TEXT BLOCK:
'''
Thursday, April 28, 2011

And another thing...

I've been having an ant problem at Casa Houston, so naturally I invested in some Raid and fumigated the place.

Yesterday I came home to about 204 ant carcasses on my kitchen and sun room floors, and I thought, the exciting life of a 35-year-old-single-woman-with-no-career strikes again! Don't try to tell me you're not jealous.

Wednesday, April 27, 2011

On Turning 35

Turned 35 last week. Distressing. Overwhelming, really. Finding it hard to speak in complete sentences. Don't say it -- those of you who're older and **ahem** wiser and want to call me a "baby." I know, 35's not the end. It's not even the middle I guess. I hope.

But let's put it this way: I can no longer say I'm going through a Quarterlife Crisis. And a Thirdlife Crisis just sounds like something totally different.
'''
GIVEN DATA:
'''
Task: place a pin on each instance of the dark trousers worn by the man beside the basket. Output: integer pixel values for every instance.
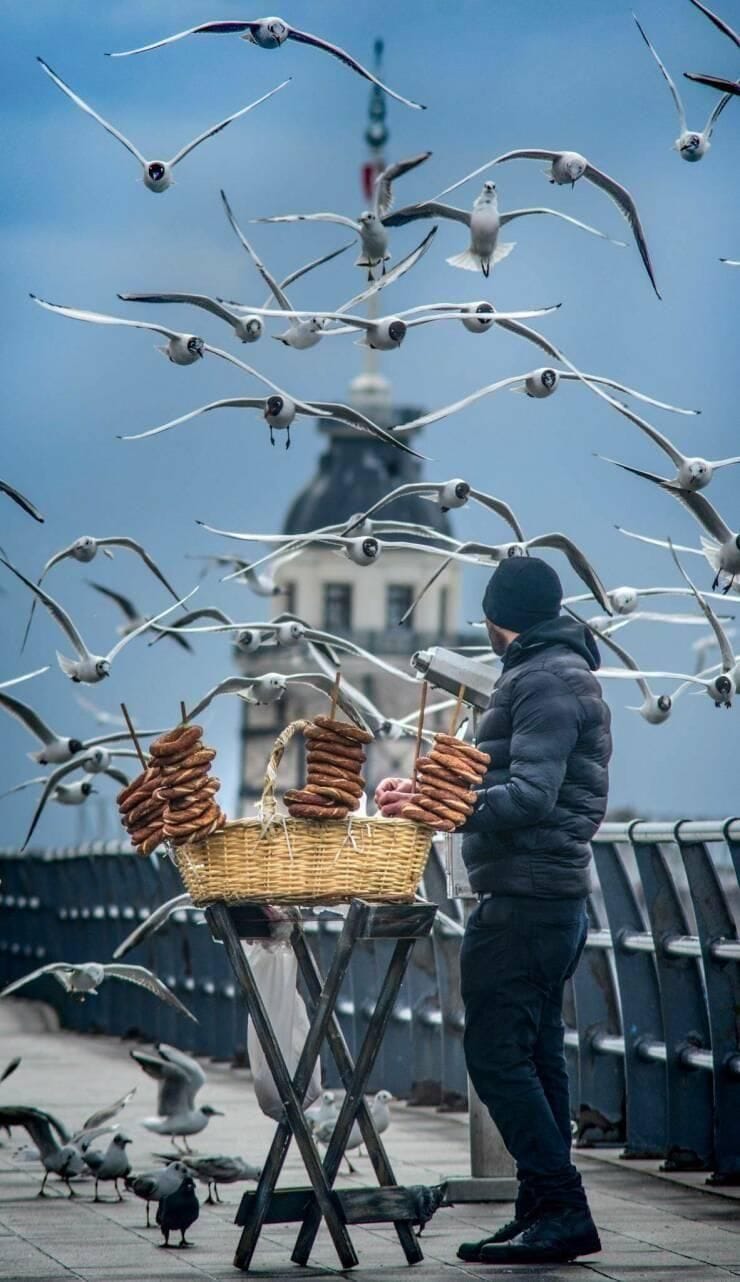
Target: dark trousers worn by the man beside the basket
(516, 957)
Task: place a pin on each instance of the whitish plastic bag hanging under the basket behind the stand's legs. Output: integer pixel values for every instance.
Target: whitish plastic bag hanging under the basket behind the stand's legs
(275, 970)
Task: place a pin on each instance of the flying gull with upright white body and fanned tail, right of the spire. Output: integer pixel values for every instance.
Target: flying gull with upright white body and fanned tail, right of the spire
(485, 222)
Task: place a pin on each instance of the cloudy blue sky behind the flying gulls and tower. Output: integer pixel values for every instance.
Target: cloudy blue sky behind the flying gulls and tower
(500, 75)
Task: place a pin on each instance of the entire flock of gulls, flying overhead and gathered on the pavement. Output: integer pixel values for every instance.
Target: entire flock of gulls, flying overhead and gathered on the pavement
(76, 762)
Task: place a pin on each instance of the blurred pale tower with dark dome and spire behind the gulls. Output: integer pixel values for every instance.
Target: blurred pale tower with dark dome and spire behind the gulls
(332, 593)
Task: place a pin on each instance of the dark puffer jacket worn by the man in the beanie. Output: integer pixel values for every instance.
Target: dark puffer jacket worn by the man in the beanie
(546, 793)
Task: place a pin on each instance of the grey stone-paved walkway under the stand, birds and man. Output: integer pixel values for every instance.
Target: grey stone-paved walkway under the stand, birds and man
(652, 1231)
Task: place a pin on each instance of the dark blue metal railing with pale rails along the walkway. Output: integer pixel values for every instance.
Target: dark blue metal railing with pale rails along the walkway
(652, 1013)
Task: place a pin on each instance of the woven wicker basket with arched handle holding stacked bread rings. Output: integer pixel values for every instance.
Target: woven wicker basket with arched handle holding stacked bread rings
(284, 861)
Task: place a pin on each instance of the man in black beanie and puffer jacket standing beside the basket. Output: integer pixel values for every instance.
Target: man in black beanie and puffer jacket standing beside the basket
(526, 849)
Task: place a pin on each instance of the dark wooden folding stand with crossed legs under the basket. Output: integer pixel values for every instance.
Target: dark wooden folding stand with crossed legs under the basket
(308, 1206)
'''
ACTIONS TO TAKE:
(a) Echo the blog entries between "Wednesday, April 27, 2011" and "guess. I hope.", inclusive.
(b) In the blog entries, condense the paragraph that begins "Turned 35 last week" and keep its main points.

ANSWERS:
(a)
Wednesday, April 27, 2011

On Turning 35

Turned 35 last week. Distressing. Overwhelming, really. Finding it hard to speak in complete sentences. Don't say it -- those of you who're older and **ahem** wiser and want to call me a "baby." I know, 35's not the end. It's not even the middle I guess. I hope.

(b) I turned 35 last week and find it distressing, even overwhelming, to the point that complete sentences are hard. Older, wiser readers needn't call me a "baby." I know 35 isn't the end, and I hope it isn't even the middle.